REQUIRED TASK. From the entries below, pull out the lines starting with the line containing "task | place a point on the rocky ground, one" and going on through the line containing "x=106, y=150". Reproduce them verbatim.

— START —

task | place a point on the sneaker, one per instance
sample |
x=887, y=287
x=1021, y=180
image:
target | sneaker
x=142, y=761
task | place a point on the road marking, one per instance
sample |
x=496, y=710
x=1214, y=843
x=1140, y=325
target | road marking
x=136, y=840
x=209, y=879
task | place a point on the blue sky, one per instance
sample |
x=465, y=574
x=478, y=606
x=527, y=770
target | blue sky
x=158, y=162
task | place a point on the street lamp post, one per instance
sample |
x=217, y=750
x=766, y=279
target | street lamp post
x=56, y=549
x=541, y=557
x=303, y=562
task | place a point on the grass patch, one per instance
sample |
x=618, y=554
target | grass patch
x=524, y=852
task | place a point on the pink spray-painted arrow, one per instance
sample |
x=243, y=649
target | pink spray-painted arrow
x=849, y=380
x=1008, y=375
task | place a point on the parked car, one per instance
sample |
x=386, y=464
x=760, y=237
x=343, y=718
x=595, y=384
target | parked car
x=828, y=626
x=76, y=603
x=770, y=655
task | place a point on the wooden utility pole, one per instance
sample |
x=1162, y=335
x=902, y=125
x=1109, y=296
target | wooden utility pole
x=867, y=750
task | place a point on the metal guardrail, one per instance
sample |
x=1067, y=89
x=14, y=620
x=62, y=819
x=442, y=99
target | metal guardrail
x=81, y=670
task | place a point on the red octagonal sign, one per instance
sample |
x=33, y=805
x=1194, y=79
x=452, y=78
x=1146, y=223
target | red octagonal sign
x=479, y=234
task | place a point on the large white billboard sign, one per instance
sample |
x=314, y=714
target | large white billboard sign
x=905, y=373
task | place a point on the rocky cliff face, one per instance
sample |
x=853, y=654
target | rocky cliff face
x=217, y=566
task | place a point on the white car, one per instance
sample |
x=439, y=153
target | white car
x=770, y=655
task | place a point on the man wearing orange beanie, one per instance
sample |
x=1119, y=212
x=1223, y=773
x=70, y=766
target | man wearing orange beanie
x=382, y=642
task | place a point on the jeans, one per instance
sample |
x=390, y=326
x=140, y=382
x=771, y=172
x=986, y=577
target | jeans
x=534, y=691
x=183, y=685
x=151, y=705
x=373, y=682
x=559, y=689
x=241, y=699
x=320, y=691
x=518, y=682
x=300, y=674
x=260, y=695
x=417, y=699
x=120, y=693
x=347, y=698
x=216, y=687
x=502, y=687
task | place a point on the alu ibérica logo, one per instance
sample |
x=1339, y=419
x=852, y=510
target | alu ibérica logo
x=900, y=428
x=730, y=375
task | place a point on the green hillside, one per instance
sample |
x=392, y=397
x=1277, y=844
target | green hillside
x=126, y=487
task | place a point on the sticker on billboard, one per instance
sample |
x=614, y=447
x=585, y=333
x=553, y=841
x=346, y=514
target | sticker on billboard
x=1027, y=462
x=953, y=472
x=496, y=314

— END —
— START —

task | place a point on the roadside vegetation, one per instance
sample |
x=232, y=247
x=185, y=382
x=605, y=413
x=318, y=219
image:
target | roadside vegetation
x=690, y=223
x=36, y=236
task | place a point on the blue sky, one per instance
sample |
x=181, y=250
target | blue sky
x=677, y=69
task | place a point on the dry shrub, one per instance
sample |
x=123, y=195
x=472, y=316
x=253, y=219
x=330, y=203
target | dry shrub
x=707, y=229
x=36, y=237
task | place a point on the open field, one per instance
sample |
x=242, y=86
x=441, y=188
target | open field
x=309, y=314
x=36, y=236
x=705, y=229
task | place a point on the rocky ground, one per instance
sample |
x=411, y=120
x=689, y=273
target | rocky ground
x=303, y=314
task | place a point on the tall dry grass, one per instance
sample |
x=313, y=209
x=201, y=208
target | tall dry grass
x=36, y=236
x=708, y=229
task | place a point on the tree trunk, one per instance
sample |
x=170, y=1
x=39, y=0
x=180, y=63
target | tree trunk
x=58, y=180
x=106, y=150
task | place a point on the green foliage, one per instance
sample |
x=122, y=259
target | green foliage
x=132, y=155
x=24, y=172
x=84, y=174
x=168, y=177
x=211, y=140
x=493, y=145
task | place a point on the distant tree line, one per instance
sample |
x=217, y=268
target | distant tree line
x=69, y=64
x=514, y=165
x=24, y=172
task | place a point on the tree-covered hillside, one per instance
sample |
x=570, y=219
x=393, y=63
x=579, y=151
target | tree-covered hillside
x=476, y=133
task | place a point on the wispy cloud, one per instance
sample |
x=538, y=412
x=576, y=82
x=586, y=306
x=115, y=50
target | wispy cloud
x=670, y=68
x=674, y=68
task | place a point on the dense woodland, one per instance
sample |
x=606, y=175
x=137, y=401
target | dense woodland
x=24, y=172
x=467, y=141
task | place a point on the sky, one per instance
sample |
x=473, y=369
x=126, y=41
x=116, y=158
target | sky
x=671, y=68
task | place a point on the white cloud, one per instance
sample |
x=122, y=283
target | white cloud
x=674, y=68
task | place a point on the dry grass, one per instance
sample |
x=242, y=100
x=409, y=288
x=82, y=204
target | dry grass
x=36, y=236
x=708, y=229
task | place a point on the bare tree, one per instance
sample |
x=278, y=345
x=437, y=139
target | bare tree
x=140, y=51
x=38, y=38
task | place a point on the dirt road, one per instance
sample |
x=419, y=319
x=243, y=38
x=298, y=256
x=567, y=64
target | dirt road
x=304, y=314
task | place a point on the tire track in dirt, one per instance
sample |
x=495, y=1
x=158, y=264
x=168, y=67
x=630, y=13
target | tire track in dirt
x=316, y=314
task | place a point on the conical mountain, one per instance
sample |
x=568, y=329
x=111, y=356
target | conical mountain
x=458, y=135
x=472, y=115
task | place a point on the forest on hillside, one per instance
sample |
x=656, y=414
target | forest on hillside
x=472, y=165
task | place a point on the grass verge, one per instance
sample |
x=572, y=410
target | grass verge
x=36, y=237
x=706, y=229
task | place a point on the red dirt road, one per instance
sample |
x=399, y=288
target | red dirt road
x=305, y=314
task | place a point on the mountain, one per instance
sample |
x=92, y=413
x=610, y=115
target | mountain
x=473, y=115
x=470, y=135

— END —

RESULT.
task | place a point on the rocky ground, one per instance
sample |
x=411, y=120
x=689, y=273
target | rocky ground
x=303, y=314
task | place a point on the tall dry grass, one per instance
sample |
x=313, y=209
x=201, y=208
target | tall dry grass
x=36, y=236
x=708, y=229
task | place a point on the tree trunk, one per instance
sample |
x=170, y=1
x=39, y=0
x=180, y=63
target | tree trunk
x=58, y=180
x=106, y=150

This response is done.